WHAT THE EXERCISE ASKS: Every line in the entries that holds "plaid" should be identified and copied.

AVAILABLE RECORDS:
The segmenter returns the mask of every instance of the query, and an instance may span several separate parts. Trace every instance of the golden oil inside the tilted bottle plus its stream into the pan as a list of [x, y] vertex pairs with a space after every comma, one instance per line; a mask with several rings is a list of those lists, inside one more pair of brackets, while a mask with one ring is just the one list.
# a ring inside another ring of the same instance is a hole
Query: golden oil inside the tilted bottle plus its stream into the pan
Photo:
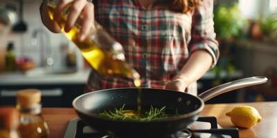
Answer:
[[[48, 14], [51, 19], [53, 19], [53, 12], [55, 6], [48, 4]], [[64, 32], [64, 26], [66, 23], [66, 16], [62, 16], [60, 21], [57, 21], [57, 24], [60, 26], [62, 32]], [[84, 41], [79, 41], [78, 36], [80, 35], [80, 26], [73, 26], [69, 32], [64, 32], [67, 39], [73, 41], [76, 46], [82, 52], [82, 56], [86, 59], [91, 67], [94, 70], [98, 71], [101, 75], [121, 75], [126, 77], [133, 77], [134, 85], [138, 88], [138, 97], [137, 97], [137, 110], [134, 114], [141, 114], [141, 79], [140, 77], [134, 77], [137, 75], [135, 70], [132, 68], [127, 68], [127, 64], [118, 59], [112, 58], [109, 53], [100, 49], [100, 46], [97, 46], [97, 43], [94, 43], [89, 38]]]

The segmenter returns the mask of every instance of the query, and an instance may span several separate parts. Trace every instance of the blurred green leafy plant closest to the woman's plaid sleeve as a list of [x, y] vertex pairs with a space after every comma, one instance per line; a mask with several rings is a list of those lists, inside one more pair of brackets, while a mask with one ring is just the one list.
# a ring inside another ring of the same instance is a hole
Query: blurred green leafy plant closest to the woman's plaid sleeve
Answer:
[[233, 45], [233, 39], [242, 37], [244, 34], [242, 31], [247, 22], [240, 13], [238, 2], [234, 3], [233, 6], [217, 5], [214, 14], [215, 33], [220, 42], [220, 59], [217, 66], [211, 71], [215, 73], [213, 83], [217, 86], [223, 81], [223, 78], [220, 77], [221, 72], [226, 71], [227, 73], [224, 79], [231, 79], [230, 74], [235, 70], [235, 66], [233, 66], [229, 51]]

--

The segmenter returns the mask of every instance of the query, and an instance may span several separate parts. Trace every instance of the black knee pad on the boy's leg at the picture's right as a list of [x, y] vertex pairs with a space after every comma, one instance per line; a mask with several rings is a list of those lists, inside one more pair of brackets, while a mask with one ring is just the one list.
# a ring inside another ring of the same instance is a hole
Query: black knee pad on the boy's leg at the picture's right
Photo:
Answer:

SOLUTION:
The segmenter returns the mask of every instance of the query, and an instance may span several separate parts. Trace every instance of the blurred green leafy plant closest to the woman's plaid sleeve as a list of [x, y] vertex pairs with a space after every comma, one instance per line; a mask with several rings is a list of those lists, inside one more pair of brackets, while a mask with one ring is just the one list.
Query: blurred green leafy plant closest to the woman's plaid sleeve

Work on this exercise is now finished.